── MATERIAL SHOWN ──
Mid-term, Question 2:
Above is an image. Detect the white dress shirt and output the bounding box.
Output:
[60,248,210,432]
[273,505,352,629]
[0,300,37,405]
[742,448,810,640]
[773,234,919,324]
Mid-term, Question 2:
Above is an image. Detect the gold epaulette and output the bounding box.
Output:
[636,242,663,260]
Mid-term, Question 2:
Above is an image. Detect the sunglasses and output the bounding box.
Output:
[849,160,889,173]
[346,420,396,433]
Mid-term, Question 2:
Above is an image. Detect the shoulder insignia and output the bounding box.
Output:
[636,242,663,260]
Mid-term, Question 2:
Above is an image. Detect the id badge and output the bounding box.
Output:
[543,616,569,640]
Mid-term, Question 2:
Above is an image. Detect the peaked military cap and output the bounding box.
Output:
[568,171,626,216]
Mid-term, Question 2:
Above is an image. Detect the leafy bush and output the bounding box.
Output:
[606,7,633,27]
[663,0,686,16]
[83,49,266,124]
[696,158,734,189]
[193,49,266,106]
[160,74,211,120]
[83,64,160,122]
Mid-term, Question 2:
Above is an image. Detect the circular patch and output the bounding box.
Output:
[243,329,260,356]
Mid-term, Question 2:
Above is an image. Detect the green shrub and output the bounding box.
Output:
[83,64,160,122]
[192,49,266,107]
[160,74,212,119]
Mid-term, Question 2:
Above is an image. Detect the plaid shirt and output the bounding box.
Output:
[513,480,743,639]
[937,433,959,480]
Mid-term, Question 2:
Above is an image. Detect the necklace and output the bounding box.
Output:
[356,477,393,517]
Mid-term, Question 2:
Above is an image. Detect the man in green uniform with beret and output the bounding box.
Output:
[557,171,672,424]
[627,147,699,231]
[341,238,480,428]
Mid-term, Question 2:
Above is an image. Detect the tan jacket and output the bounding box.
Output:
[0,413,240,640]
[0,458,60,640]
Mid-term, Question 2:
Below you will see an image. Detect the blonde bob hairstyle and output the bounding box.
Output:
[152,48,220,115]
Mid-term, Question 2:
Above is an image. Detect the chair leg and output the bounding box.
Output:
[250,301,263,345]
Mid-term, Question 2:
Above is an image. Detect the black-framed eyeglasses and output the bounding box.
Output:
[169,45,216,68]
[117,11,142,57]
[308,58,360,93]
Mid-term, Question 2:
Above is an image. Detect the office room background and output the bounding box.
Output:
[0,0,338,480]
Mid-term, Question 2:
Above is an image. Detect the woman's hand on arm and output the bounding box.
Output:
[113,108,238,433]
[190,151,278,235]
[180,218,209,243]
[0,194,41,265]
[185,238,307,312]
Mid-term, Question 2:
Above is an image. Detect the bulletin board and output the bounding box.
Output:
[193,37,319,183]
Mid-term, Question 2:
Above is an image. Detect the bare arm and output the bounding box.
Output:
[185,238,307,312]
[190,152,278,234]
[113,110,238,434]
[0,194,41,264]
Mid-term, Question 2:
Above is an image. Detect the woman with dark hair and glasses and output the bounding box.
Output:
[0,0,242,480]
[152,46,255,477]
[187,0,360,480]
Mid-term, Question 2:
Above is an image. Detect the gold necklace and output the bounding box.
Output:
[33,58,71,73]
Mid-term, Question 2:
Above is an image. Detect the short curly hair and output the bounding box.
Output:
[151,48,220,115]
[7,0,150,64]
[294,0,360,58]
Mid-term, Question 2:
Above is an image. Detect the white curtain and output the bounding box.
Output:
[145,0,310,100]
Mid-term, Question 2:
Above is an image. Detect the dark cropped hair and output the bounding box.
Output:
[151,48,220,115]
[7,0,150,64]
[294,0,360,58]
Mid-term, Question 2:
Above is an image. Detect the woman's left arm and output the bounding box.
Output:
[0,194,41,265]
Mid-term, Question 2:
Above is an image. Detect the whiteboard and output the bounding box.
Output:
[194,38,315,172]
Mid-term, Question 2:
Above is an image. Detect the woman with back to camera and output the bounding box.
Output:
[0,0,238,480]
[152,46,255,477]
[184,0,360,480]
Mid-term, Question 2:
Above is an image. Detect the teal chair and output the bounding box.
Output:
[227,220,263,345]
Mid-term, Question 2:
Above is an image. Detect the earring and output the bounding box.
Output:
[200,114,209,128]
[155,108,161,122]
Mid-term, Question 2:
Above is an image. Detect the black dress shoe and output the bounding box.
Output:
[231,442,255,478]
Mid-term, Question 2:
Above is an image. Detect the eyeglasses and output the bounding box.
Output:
───
WHAT THE TASK REQUIRES: Reproduce all the rows above, switching every "Mid-term" to "Final exam" and changing nothing else.

EXERCISE RESPONSE:
Final exam, Question 2:
Above is an image. Detect the white dress shirt and output the bounding box.
Output:
[60,248,210,432]
[273,505,352,629]
[0,300,37,405]
[742,448,810,640]
[773,234,919,324]
Final exam, Question 2:
Above is an image. Detect the gold epaulette and output the bounding box.
Output:
[636,242,663,260]
Final exam, Question 2:
Above is an image. Detect the sunglasses and output the bounding box.
Output:
[849,160,889,173]
[346,420,396,433]
Final exam, Question 2:
Above is an image. Detect the shoulder insignia and output the bounding box.
Output:
[636,242,663,260]
Final exam, Question 2:
Above is an image. Detect the id badge and output the bounding box.
Output:
[543,616,569,640]
Final exam, Question 2:
Above is an image. Detect the peaked military cap and output the bounding box.
Output:
[568,171,626,216]
Final exam, Question 2:
Above is an image. Detect the leafy bush and output the bounding box.
Output:
[606,7,633,27]
[663,0,686,16]
[83,49,266,124]
[696,158,734,189]
[193,49,266,106]
[160,74,211,120]
[83,64,160,122]
Final exam, Question 2:
Above is an image. Detect the circular patch and output the bounding box.
Output:
[243,329,260,356]
Final exam, Question 2:
Above is an image. Detect the green shrub and output the bounding box.
Output:
[83,64,160,122]
[192,49,266,107]
[160,74,212,119]
Final exam, Question 2:
Above is an image. Detect the plaid shirt and output the bounding box.
Output:
[513,480,743,639]
[937,433,959,480]
Final exam, Question 2:
Above is an image. Detect the necklace and output the bounding box.
Output:
[356,477,393,517]
Final exam, Question 2:
Above is an image. Detect the man in green uniform with beret and output the bounding box.
Output:
[557,171,672,424]
[627,147,699,231]
[341,238,480,428]
Final exam, Question 2:
Above is an image. Detect the tan jacket and output the bounding box.
Output:
[0,413,240,640]
[0,458,60,640]
Final exam, Question 2:
Below you will see an image. Detect the blonde bob hairstyle and output the bounding box.
Output:
[152,48,220,115]
Final exam, Question 2:
Above is an image. Detect the chair leg and output the bounding box.
Output:
[250,301,263,345]
Final exam, Question 2:
Above is an image. Detect the black-framed eyeglasses and output the bounding box.
Output:
[169,45,216,68]
[117,11,142,57]
[308,58,360,93]
Final exam, Question 2:
Above is an image. Detect the office room background and output the bounding box.
Output:
[0,0,338,480]
Final exam, Question 2:
Above is an image. Detect the woman's hand on arm and output the bounding box.
Output:
[113,108,238,433]
[190,151,278,235]
[180,218,209,243]
[0,194,41,265]
[185,238,307,312]
Final exam, Question 2:
Above is an image. Detect the bulletin board and output the bounding box.
Output:
[193,37,319,183]
Final exam, Question 2:
Above is an image. Detect the bare arm and output the bounding box.
Output:
[185,238,307,312]
[190,152,278,234]
[113,110,238,434]
[0,194,41,264]
Final exam, Question 2:
Above is an image. Detect the woman with dark hair and glasses and output the bounding box.
Output:
[0,0,242,480]
[152,46,255,477]
[187,0,360,480]
Final exam, Question 2:
Above is an image. Detect the gold necklace and output the bounding box.
Output:
[33,58,71,73]
Final exam, Question 2:
Above is an image. Detect the short curly hair and output the bounding box.
Output:
[151,48,220,115]
[7,0,150,64]
[294,0,360,58]
Final exam, Question 2:
Above is an image. Detect the white curtain and output the bounding box.
Output:
[145,0,310,100]
Final exam, Question 2:
Above is an image. Detect the dark cropped hair and output the bounding box.
Output:
[151,48,220,115]
[7,0,150,64]
[294,0,360,58]
Final exam, Question 2:
Above is an image. Detect the woman's left arm and output the bounding box.
Output:
[0,194,41,265]
Final exam, Question 2:
Above is an image. Detect the whiteboard and output the bounding box.
Output:
[194,38,315,172]
Final exam, Question 2:
Above is an image. Detect the woman with back to camera and output the bounding box.
Output:
[0,0,238,480]
[152,46,255,477]
[184,0,360,480]
Final exam, Question 2:
Above is an image. Detect the teal chair and output the bounding box.
Output:
[227,220,263,345]
Final exam, Question 2:
Above is an image. Detect the earring and output the bounding box.
Output:
[200,114,209,128]
[155,108,161,122]
Final exam, Question 2:
Above is an image. Detect the black dress shoe and output the bounding box.
Output:
[231,442,255,478]
Final exam, Question 2:
Above is an image. Detect the eyeglasses and output the bounding box.
Output:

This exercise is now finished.